Instructions to follow
Your response should reproduce every line of the entries that contains the word "wooden".

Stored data
------------------------------------------------------------

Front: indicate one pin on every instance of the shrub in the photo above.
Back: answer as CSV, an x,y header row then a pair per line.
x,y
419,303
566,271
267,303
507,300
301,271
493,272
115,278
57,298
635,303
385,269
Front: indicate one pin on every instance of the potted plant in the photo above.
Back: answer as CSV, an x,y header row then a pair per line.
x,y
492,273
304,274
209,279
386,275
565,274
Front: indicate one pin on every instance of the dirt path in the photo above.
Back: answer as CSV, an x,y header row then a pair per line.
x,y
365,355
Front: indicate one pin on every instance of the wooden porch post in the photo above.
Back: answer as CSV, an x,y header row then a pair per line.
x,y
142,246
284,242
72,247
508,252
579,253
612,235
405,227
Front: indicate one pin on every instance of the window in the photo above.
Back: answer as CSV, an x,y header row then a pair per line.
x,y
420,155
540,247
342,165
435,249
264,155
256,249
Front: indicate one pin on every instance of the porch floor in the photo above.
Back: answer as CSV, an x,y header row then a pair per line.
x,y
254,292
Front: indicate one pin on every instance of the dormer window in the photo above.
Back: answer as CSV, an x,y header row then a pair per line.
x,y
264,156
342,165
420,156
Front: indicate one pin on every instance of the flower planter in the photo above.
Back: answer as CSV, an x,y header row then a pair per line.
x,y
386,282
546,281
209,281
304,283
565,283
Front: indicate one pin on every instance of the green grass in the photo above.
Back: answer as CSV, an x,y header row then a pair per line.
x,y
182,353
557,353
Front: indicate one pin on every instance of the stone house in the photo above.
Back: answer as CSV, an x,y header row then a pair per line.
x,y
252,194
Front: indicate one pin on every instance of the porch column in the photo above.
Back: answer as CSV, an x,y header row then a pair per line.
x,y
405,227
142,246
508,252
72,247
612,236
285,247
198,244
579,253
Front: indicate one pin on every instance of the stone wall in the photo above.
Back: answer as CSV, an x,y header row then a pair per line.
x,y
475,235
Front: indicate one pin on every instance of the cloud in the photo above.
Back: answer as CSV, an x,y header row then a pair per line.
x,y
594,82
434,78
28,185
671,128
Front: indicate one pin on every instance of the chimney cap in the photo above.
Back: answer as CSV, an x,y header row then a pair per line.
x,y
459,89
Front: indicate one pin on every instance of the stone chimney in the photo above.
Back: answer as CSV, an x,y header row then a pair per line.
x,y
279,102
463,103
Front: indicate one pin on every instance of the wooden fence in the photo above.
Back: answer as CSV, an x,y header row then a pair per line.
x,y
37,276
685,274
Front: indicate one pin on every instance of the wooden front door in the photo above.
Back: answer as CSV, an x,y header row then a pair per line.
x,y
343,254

------------------------------------------------------------

Worked solution
Front: indicate one pin on every instance of the wooden porch post in the photo above.
Front: indicate one pin on every instance of the wooden fence in the photo above.
Front: indicate one pin on every instance of the wooden front door in the photo above.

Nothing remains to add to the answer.